*Work request*. Format every line of the listing below as a Markdown table with a column headed No. for the row number and a column headed Text for the line itself, leaving out blank lines.

*Recorded information*.
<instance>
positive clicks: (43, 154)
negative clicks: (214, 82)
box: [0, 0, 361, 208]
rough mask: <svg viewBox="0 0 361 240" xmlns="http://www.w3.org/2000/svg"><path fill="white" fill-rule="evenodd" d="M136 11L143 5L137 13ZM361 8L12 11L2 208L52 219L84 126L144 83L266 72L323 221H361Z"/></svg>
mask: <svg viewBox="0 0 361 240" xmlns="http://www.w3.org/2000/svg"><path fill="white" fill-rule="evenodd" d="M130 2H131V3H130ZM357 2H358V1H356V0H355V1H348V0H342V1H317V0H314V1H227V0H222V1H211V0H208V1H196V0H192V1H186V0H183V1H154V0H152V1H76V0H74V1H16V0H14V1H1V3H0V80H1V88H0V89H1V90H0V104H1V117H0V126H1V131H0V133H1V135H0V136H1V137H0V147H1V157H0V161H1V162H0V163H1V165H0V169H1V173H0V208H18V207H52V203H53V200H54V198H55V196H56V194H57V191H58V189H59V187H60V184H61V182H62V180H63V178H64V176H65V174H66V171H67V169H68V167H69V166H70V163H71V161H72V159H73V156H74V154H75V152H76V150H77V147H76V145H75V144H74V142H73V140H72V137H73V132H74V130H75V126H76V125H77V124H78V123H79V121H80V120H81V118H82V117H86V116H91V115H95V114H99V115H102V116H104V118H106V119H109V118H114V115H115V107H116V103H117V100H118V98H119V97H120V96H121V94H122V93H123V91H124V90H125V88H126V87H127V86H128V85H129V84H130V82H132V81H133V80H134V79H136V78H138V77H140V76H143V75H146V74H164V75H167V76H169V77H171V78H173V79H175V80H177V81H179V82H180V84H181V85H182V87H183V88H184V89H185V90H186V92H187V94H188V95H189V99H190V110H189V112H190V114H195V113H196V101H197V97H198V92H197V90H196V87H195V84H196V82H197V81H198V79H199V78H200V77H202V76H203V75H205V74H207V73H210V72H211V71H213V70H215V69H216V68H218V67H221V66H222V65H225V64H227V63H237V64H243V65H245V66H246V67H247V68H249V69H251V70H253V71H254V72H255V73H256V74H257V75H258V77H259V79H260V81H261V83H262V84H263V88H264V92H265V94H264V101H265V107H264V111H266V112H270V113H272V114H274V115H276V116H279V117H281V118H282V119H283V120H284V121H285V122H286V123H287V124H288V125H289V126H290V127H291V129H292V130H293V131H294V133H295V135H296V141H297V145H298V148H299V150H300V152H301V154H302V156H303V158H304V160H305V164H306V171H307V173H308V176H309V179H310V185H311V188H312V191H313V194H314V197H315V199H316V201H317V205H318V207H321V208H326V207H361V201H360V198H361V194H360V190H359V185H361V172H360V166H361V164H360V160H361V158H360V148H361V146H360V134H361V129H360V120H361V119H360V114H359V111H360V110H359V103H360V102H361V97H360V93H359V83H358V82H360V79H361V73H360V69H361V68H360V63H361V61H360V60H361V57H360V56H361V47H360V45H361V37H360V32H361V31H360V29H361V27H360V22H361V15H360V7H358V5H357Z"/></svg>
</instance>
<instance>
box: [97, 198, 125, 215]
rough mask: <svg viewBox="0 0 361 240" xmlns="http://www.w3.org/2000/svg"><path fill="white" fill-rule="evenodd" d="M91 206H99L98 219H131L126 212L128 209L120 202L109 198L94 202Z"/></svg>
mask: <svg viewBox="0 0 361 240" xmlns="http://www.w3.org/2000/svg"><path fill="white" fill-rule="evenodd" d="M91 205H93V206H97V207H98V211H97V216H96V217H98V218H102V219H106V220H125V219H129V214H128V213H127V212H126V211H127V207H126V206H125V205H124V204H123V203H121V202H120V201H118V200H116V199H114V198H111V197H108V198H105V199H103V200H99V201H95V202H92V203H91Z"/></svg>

*Response for this exercise*.
| No. | Text |
|---|---|
| 1 | <instance> |
| 2 | positive clicks: (43, 154) |
| 3 | negative clicks: (214, 82) |
| 4 | box: [0, 0, 361, 208] |
| 5 | rough mask: <svg viewBox="0 0 361 240" xmlns="http://www.w3.org/2000/svg"><path fill="white" fill-rule="evenodd" d="M136 11L143 5L137 13ZM361 8L12 11L2 208L52 219L84 126L144 83L266 72L323 221H361Z"/></svg> |
| 6 | mask: <svg viewBox="0 0 361 240" xmlns="http://www.w3.org/2000/svg"><path fill="white" fill-rule="evenodd" d="M130 2H131V3H130ZM357 2H358V1H356V0H355V1H348V0H342V1H317V0H314V1H227V0H222V1H211V0H208V1H196V0H192V1H186V0H183V1H154V0H152V1H76V0H74V1H16V0H14V1H1V3H0V80H1V88H0V89H1V90H0V104H1V117H0V126H1V131H0V133H1V135H0V136H1V137H0V147H1V157H0V161H1V162H0V163H1V165H0V169H1V173H0V208H18V207H52V203H53V200H54V198H55V196H56V194H57V191H58V189H59V187H60V184H61V182H62V180H63V178H64V176H65V174H66V171H67V169H68V167H69V166H70V163H71V161H72V159H73V156H74V154H75V152H76V150H77V147H76V145H75V144H74V142H73V140H72V137H73V132H74V130H75V126H76V125H77V124H78V123H79V121H80V120H81V118H82V117H86V116H91V115H95V114H99V115H102V116H104V118H106V119H109V118H114V115H115V107H116V103H117V100H118V98H119V97H120V96H121V94H122V93H123V91H124V90H125V88H126V87H127V86H128V85H129V84H130V82H132V81H133V80H134V79H136V78H138V77H140V76H143V75H146V74H164V75H167V76H169V77H171V78H173V79H175V80H177V81H179V82H180V84H181V85H182V87H183V88H184V89H185V90H186V92H187V94H188V95H189V99H190V110H189V112H190V114H195V113H196V101H197V97H198V92H197V90H196V87H195V84H196V82H197V81H198V79H199V78H200V77H202V76H203V75H205V74H207V73H210V72H211V71H213V70H215V69H216V68H218V67H221V66H222V65H225V64H227V63H237V64H243V65H245V66H246V67H247V68H249V69H251V70H253V71H254V72H255V73H256V74H257V75H258V77H259V79H260V81H261V83H262V84H263V88H264V92H265V94H264V101H265V107H264V111H266V112H270V113H272V114H274V115H276V116H279V117H281V118H282V119H283V120H284V121H285V122H286V123H287V124H288V125H289V126H290V127H291V129H292V130H293V131H294V133H295V135H296V141H297V145H298V148H299V150H300V152H301V154H302V156H303V158H304V160H305V164H306V171H307V173H308V176H309V179H310V185H311V188H312V191H313V194H314V197H315V199H316V201H317V205H318V207H321V208H326V207H361V201H360V198H361V194H360V190H359V185H361V172H360V166H361V164H360V160H361V158H360V148H361V146H360V134H361V129H360V120H361V119H360V114H359V111H360V110H359V103H360V102H361V97H360V93H359V83H358V82H360V79H361V73H360V69H361V68H360V63H361V61H360V60H361V57H360V56H361V47H360V45H361V37H360V32H361V31H360V29H361V27H360V22H361V15H360V7H358V5H357Z"/></svg> |
| 7 | </instance> |
| 8 | <instance> |
| 9 | box: [97, 198, 125, 215] |
| 10 | rough mask: <svg viewBox="0 0 361 240" xmlns="http://www.w3.org/2000/svg"><path fill="white" fill-rule="evenodd" d="M91 206H99L98 219H131L126 212L128 209L120 202L109 198L94 202Z"/></svg> |
| 11 | mask: <svg viewBox="0 0 361 240" xmlns="http://www.w3.org/2000/svg"><path fill="white" fill-rule="evenodd" d="M91 205H93V206H97V207H98V211H97V216H96V217H98V218H102V219H106V220H125V219H129V214H128V213H127V212H126V211H127V207H126V206H125V205H124V204H123V203H121V202H120V201H118V200H116V199H114V198H111V197H108V198H105V199H103V200H99V201H95V202H92V203H91Z"/></svg> |